(The task): Take the data below and repeat it exactly.

(Data supplied):

+++

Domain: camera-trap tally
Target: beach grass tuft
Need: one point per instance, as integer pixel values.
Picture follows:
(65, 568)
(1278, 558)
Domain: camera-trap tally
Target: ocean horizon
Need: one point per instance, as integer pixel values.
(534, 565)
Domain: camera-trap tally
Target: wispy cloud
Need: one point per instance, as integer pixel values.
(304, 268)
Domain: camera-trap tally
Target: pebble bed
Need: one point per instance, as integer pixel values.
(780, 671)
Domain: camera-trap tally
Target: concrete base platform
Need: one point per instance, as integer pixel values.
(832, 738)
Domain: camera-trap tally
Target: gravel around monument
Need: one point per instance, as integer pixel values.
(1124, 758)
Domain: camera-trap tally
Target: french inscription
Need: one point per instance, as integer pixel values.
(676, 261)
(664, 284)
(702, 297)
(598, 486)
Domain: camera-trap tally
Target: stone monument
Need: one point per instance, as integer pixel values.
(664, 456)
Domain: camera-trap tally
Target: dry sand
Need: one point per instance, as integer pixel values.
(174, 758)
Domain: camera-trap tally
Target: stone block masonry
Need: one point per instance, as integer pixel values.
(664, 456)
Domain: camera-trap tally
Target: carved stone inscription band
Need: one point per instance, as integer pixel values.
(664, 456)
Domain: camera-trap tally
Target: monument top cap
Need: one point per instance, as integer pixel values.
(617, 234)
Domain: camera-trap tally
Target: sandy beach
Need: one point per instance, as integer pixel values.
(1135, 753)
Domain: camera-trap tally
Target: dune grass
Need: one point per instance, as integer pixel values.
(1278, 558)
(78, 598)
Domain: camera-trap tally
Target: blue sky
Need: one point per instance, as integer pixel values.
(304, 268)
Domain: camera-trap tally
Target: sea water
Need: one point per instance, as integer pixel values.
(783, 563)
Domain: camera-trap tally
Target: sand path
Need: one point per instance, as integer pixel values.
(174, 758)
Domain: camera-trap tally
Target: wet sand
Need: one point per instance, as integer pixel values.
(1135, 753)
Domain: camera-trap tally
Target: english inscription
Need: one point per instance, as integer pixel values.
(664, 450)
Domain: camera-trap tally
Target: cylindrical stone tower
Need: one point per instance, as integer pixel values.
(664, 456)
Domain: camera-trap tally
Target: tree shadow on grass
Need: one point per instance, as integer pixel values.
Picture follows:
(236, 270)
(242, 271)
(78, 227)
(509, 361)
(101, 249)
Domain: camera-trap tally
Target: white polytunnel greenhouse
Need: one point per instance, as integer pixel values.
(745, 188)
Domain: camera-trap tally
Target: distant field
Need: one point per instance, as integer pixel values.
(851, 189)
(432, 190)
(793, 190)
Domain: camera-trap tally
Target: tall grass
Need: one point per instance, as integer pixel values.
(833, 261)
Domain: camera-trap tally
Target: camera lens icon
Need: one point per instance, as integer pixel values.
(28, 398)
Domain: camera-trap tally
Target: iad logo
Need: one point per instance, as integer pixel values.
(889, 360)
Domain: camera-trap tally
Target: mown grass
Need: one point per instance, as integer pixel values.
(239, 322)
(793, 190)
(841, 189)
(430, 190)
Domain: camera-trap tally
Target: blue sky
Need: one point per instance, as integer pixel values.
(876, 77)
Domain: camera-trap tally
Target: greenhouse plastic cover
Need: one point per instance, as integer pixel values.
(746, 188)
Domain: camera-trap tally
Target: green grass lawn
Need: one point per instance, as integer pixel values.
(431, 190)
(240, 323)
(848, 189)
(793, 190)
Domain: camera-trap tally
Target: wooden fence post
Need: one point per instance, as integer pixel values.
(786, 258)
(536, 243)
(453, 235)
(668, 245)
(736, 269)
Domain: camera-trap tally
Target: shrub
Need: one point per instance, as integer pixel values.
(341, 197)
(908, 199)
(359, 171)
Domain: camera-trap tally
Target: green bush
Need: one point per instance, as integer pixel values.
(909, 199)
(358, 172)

+++

(Exercise solution):
Domain: camera-trap tally
Target: beach grass tuft
Need: one point per instance, as integer pixel values.
Picture follows:
(65, 568)
(1278, 558)
Domain: camera-trap tally
Target: ocean horizon
Need: one point per instance, as integer pixel values.
(534, 565)
Domain: camera-trap tally
Target: wispy cloud
Need: one point per instance, as integer pixel values.
(304, 268)
Domain: camera-trap tally
Target: pebble bed
Need: one point per instance, as integer pixel values.
(780, 671)
Domain: camera-trap tally
Target: concrete base platform
Need: one point per instance, as integer pixel values.
(832, 738)
Domain: camera-trap tally
Target: gravel around monument
Need: one point per instance, as integer pixel values.
(1124, 758)
Domain: camera-trap tally
Target: french inscription
Need: one point per instance, as integer pixel values.
(676, 261)
(664, 284)
(702, 297)
(598, 486)
Domain: camera-trap tally
Target: stone monument
Need: one point per instance, as integer pixel values.
(664, 456)
Domain: camera-trap tally
Target: dry sand
Need: one point per instance, as integer pixel values.
(174, 758)
Domain: camera-trap tally
Target: stone block masonry
Need: one point per instance, as integer pixel values.
(664, 456)
Domain: camera-trap tally
Target: carved stone inscription band
Need: one point per instance, as integer pixel values.
(664, 456)
Domain: camera-trap tally
Target: monument top cap
Need: one point per instance, as integer pixel values.
(617, 234)
Domain: camera-trap tally
Target: sandy beach
Need: one point per instance, as integer pixel values.
(1135, 753)
Domain: camera-trap tally
Target: dune grass
Need: one point per instance, as integer pixel values.
(1278, 558)
(78, 598)
Domain: camera-trap tally
Target: blue sky
Need: one point per instance, as integer pixel values.
(304, 268)
Domain: camera-trap tally
Target: sea water
Need: one point per instance, as integer pixel values.
(783, 563)
Domain: camera-trap tally
Target: sand path
Need: one point per instance, as integer pixel values.
(174, 758)
Domain: camera-trap tally
Target: wet sand
Need: one point per instance, as integer pixel values.
(1135, 753)
Domain: camera-trap tally
Target: english inscription
Need: one point per instance, as integer pixel values.
(664, 450)
Domain: camera-trap tally
Target: cylindrical stone tower
Need: one point per instance, as integer pixel values.
(664, 456)
Domain: camera-trap tally
Target: tree shadow on grass
Need: one point per instance, as integer pixel values.
Picture follows:
(236, 270)
(242, 271)
(78, 227)
(509, 361)
(101, 249)
Domain: camera-trap tally
Target: white polytunnel greenhouse
Need: one point per instance, as integer pixel values.
(745, 188)
Domain: camera-trap tally
Target: distant field
Need: one point per instance, as integer pixel values.
(851, 189)
(432, 190)
(793, 190)
Domain: camera-trap tally
Target: tall grass
Need: one point per instance, as integer pixel values.
(833, 261)
Domain: camera-trap tally
Target: camera lens icon
Need: one point per instance, as integer pixel values.
(28, 398)
Domain: camera-trap tally
Target: iad logo
Need: one point per instance, as integer pixel values.
(889, 360)
Domain: camera-trap tally
Target: mown grass
Need: one point per instance, as integer pixel values.
(239, 322)
(793, 190)
(841, 189)
(430, 190)
Domain: camera-trap tally
Target: blue sky
Need: one point per instance, as integer pixel values.
(876, 77)
Domain: camera-trap tally
Target: greenhouse plastic cover
Need: one point per instance, as integer pixel values.
(746, 188)
Domain: camera-trap tally
Target: green grass lawn
Need: one point per instance, as integer pixel values.
(431, 190)
(240, 323)
(848, 189)
(793, 190)
Domain: camera-trap tally
Target: wooden fence post
Need: one point per instance, as integer pixel values.
(786, 258)
(536, 243)
(453, 235)
(668, 245)
(736, 269)
Domain: camera-trap tally
Target: shrub
Need: one point per instance, as integer pixel values.
(341, 197)
(908, 199)
(359, 171)
Domain: camera-trap tally
Target: green bush
Need: one point per instance, as integer pixel values.
(909, 199)
(358, 172)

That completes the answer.